- **Verilen Alıntı**
###

Toplam Sayfa Görüntüleme Sayısı

11 Ocak 2019 Cuma

pal sokağı çocukları

çocukluğumuzdan kalma bir anı.. kitabını okuyup okumadığımı bile hatırlamıyorum çocukken, ama aklımdan hiç çıkmadı adı, romanın başkahramanı ERNÖ NEMEÇSEK'in adı. kendi çocukluk yaşantımızla benzer duyguları yansıtmasından olacak; konusunu hep hayal meyal hatırladım, ta ki faruk bir gün filmini bana izletene kadar... filmden aklımda kalan ise, hamileliğin verdiği duygusallıktan olacak, kimi içime kimi dışıma akan gözyaşlarım oldu. 



şimdi ise bana bu yazıyı yazdıran şey, elbette çocuklarım sayesinde bir kez daha yaşama olanağı bulduğum çocukluğum oldu. kaçınılmazdır çünkü, çocuklarınızla bir kez daha yaşarsınız aynı dönemleri.. kızılay yapı-kredi yayınlarına uğradığım bir gün zeyno için "sevecen" adında bir uğurböceğinin arkadaşlarıyla olan maceralarına ilişkin bir kaç kitap ve bejna için de pal sokağı çocukları'nı aldım. tam bir kitap kurdu olan bejna, 2 gün içinde kitabı bitirdi ve o filmi yeniden izledik. bunun üzerine kitabı ben de okudum. bejna kadar hızlı olamadığımı itiraf ederek bejna'ya da hakkını teslim edelim. şu yaşımda yine o çocukluk duygularıyla okudum. üstelik öyle bir kitap ki, çocukluk duygularınıza yetişkinlik duygularınızın da eşlik etmemesi mümkün değil. 

kendilerine oyun alanı olarak seçtikleri "arsa" için o çocukların yürekten mücadelesi sanırım hepimize içinde bulunduğumuz telaş çağında bir nefes aldıracak enerjiyi verebilecek etkide... yine "macun derneği" hepimizi camların macunlandığı yıllara götürüyor. çeşitli sosyal sınıflardan farklı çocuklar, pal sokağı çocukları... ama hepsi çocukluklarına sahip çıkmak adına "arsa"larına sahip çıkmak için bedel ödemeyi göze almış durumda. ama elbette kiminin payına çok daha ağır bedeller düşüyor ne yazık ki... boka'nın erdemi, karşı saftaki kızıl gömleklilerin lideri feri ats'ın vicdanı, gereb'in ihaneti, diğerlerinin çocuksu masumiyeti ve tabi ki NEMEÇSEK'in cesareti.. ve gereb'i burada biz de aklayalım ve ihanetinin bedelini ödeyerek arkadaşlarıyla verdiği mücadeleyi atlamayalım. ancak dedim ya kiminin payına çok daha ağır bedeller düşüyor. kitabın bir yerinde, boka'nın tüm bu olanlar karşısında etrafı sorgulayışına ilişkin şu cümleler sarf edilmiş:"boka akıllı bir çocuktu, ama insanların birbirinden farklı olduğunu, bu farklılıkların nedenlerini kavramak için acı çekmemiz gerektiğini henüz öğrenememişti.” ve kitabın yazarı Ferenc Molnar, küçük kahramanlarına bu farklılıkların nedenlerini kavratacak acı tecrübeleri de yaşatmaktan geri durmaz.. küçücük bedeni ile akıl almaz cesaretin bir arada buluştuğu sarı saçlı güzel çocuk NEMEÇSEK'in, çocukluğunu adadığı "arsa"nın yok oluşuna şahit olmadan bu yaşama gözlerini yumması gibi, pal sokağı çocuklarının uğruna ne büyük mücadele ettikleri "arsa"larının ellerinden alınması gibi....

###

Nokta etiketleme setinden kayıtlar:
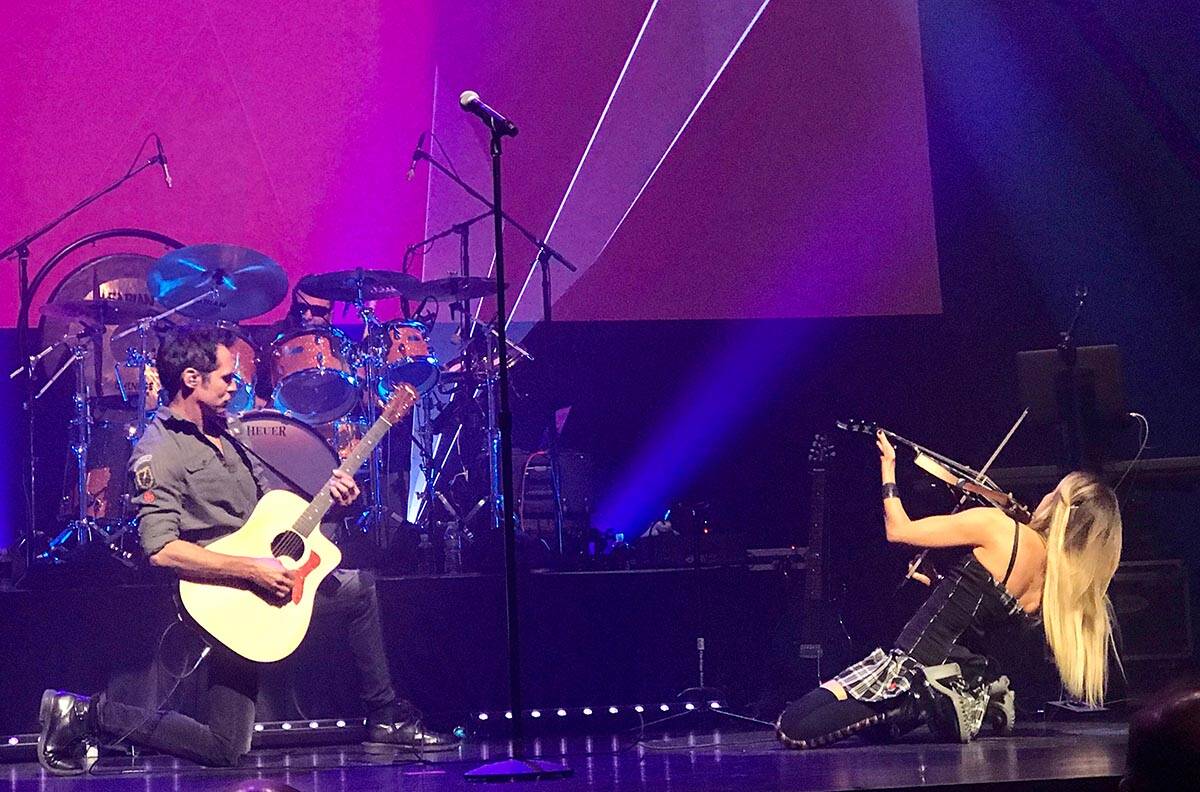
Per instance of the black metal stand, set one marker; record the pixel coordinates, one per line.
(556, 471)
(517, 767)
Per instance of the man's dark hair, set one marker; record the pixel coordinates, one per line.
(191, 347)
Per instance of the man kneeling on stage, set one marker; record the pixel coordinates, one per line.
(196, 480)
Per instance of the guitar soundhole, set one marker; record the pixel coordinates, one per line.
(289, 544)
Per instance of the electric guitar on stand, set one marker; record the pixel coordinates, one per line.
(286, 527)
(823, 634)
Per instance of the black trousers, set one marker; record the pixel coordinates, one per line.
(820, 718)
(346, 595)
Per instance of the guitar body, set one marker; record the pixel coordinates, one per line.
(240, 616)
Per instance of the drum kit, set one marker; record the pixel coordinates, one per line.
(305, 394)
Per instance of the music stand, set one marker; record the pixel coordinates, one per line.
(1080, 390)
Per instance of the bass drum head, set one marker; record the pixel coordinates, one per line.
(300, 457)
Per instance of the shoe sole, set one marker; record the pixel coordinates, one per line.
(419, 749)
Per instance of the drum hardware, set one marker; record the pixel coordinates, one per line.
(83, 528)
(454, 288)
(313, 375)
(27, 288)
(358, 286)
(99, 311)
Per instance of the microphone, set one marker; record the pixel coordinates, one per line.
(497, 123)
(162, 161)
(417, 156)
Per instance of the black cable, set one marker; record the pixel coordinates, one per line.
(444, 154)
(117, 744)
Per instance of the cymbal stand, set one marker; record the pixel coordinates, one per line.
(375, 517)
(142, 358)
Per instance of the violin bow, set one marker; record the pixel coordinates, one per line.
(918, 559)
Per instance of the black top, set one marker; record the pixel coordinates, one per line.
(966, 599)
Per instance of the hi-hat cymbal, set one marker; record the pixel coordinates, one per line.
(99, 311)
(351, 286)
(454, 289)
(247, 282)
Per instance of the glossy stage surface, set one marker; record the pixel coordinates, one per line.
(1048, 756)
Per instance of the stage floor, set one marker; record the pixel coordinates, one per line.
(1049, 756)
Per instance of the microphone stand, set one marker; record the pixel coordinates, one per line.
(24, 300)
(517, 767)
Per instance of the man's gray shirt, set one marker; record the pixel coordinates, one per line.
(185, 489)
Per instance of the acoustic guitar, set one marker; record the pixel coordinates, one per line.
(243, 617)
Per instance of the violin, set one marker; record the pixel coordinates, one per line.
(975, 487)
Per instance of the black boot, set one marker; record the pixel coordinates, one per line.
(402, 726)
(69, 731)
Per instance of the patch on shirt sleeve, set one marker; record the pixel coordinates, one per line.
(143, 473)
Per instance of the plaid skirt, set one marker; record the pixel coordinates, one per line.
(880, 676)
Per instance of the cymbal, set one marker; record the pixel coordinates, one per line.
(351, 286)
(99, 311)
(247, 282)
(454, 289)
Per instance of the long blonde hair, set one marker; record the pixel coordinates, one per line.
(1081, 526)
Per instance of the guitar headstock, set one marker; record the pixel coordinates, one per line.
(401, 401)
(863, 427)
(821, 451)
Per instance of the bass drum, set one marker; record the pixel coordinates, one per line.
(312, 375)
(298, 457)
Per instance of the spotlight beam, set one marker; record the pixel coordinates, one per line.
(685, 123)
(587, 150)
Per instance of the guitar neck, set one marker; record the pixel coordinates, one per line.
(321, 504)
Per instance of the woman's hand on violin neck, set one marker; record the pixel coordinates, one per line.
(887, 454)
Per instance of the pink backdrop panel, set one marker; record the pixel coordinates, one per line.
(287, 124)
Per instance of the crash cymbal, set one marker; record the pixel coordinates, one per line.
(99, 311)
(121, 347)
(249, 283)
(454, 289)
(351, 286)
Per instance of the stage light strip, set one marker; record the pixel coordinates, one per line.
(687, 121)
(429, 168)
(587, 150)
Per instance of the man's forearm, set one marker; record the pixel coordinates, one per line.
(190, 559)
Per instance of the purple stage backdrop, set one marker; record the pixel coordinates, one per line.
(696, 159)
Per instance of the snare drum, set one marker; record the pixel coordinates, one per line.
(313, 376)
(407, 359)
(301, 457)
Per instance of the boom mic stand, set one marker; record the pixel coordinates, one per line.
(517, 767)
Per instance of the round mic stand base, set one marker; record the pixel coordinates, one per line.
(517, 769)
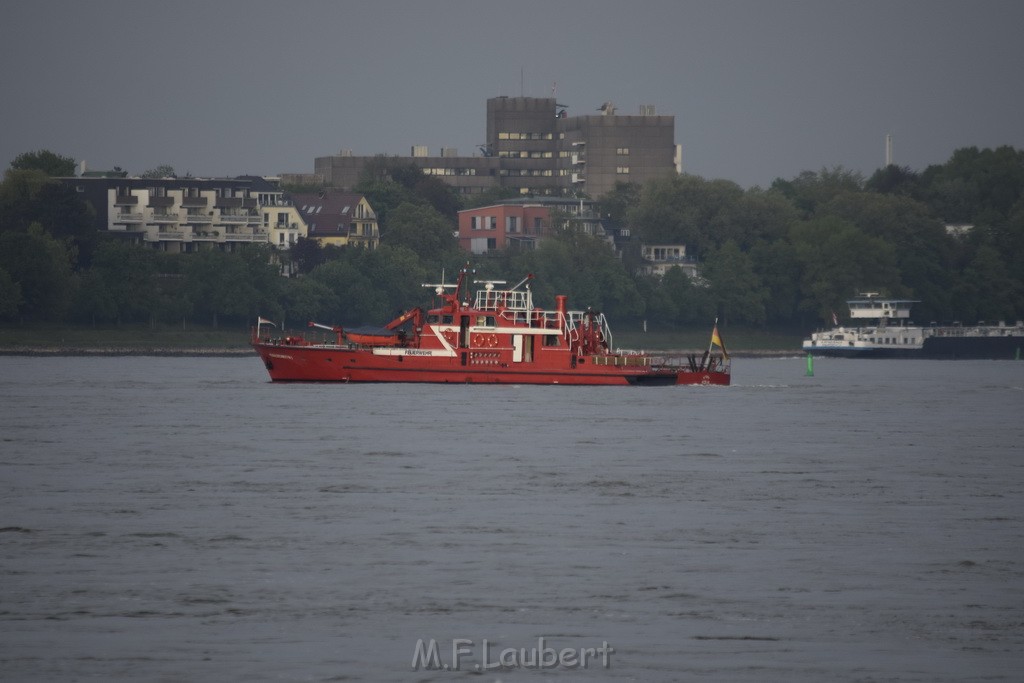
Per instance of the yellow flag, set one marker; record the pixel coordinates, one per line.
(716, 340)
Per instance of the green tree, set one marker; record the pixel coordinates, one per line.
(41, 267)
(837, 260)
(809, 189)
(218, 284)
(922, 248)
(359, 301)
(126, 281)
(162, 171)
(422, 229)
(735, 286)
(10, 295)
(306, 299)
(49, 163)
(776, 265)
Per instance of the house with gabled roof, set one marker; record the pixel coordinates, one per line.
(339, 218)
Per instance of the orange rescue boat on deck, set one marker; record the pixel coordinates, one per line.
(498, 338)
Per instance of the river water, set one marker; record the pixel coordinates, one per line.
(183, 519)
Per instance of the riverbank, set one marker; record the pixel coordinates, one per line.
(238, 352)
(42, 340)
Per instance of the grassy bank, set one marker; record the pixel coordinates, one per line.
(139, 338)
(129, 337)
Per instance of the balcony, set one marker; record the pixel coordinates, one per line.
(165, 236)
(243, 237)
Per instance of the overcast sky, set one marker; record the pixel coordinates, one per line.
(759, 88)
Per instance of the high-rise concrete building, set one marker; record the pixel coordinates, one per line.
(536, 148)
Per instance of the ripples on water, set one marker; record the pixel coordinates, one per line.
(184, 519)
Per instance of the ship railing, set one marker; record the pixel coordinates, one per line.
(508, 299)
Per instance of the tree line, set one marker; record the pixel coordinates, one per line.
(786, 256)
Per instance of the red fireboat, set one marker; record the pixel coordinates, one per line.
(500, 338)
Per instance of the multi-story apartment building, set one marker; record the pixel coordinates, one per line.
(183, 214)
(339, 218)
(187, 214)
(536, 148)
(522, 223)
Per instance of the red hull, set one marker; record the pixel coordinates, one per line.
(501, 339)
(335, 364)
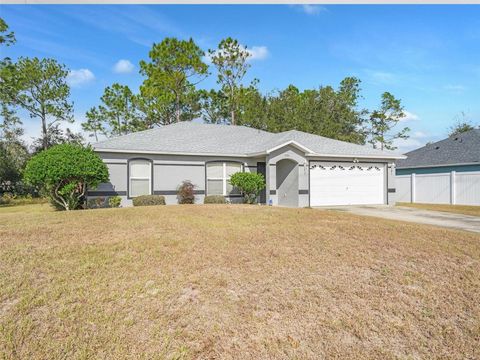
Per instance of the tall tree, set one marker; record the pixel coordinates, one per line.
(231, 61)
(118, 114)
(214, 106)
(461, 125)
(57, 136)
(13, 151)
(94, 125)
(383, 120)
(7, 38)
(39, 87)
(175, 68)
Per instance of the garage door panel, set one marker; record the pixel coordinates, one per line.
(346, 183)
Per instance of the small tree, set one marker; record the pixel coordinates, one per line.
(65, 172)
(186, 192)
(250, 184)
(383, 120)
(460, 127)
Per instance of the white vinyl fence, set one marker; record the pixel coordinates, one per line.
(460, 188)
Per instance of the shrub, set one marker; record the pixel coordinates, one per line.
(6, 198)
(250, 184)
(114, 201)
(148, 200)
(186, 193)
(65, 172)
(214, 199)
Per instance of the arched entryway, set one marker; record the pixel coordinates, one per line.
(287, 182)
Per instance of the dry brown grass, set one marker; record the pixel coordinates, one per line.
(229, 282)
(457, 209)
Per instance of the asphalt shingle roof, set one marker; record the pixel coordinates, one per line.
(463, 148)
(195, 138)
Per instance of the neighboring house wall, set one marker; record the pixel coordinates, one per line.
(460, 188)
(438, 169)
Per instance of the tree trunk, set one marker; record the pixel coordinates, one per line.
(177, 110)
(44, 132)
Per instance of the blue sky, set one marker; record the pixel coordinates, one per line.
(428, 56)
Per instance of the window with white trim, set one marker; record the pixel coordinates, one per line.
(218, 174)
(140, 181)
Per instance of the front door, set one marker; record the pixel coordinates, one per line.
(262, 169)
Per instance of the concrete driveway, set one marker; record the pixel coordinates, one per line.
(437, 218)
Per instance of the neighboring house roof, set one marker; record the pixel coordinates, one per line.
(459, 149)
(210, 139)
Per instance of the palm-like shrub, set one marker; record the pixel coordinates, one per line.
(250, 185)
(186, 193)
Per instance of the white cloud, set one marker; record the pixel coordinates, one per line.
(254, 53)
(419, 135)
(123, 67)
(312, 9)
(258, 53)
(80, 77)
(409, 116)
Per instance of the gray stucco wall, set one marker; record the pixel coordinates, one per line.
(293, 154)
(168, 173)
(170, 170)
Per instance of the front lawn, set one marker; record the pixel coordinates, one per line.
(234, 282)
(458, 209)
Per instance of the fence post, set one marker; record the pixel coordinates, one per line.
(412, 187)
(453, 189)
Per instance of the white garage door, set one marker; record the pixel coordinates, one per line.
(342, 183)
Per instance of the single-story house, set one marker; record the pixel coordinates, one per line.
(444, 172)
(300, 169)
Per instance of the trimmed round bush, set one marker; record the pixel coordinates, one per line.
(114, 201)
(186, 192)
(214, 199)
(149, 200)
(250, 185)
(65, 172)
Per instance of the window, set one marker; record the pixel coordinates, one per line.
(218, 174)
(140, 177)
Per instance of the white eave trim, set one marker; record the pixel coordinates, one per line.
(308, 153)
(291, 142)
(167, 153)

###

- **İstenenler**
1) Pal Sokağı Çocukları yazısına göre Bejna kitabı kaç günde bitirdi?
2) Pal Sokağı Çocukları yazısındaki "tam bir kitap kurdu olan bejna, 2 gün içinde kitabı bitirdi ve o filmi yeniden izledik." cümlesini İngilizceye çevirin.
3) Pal Sokağı Çocukları yazısının devamını yazın.

- **Nihai Sonuçlar**
1) 2 gün içinde.

2) Bejna, a real bookworm, finished the book within 2 days, and we watched that film again.

3)
elbette bu yazının konusu ne bir film ne de bir kitap eleştirisi. sadece hayata dair, çocukluğa ve yetişkinliğe dair duygularımızı ifade etmek istedim. kitap 1906'da yazılmış olmasına rağmen; insanların yaşadıkları duyguların, boka'ya acı çektiren farklılıkların, kentsel dönüşüm sonucu yok olan sokakların, o sokaklarla birlikte yitip giden anıların, suriye'den göç ederek kendi "arsa"larını bırakıp gelmek zorunda kalan çocukların, bombalarla yok edilen sur sokaklarının, sur sokaklarının tarihe tanıklık eden taşlarının, özlemlerin, bitip tükenmeyen umutların...kısacası herkesin kendini bir yerinde bulacağı bir hayatın tercümesiydi. ben kendi adıma okumaktan mutluluk duydum...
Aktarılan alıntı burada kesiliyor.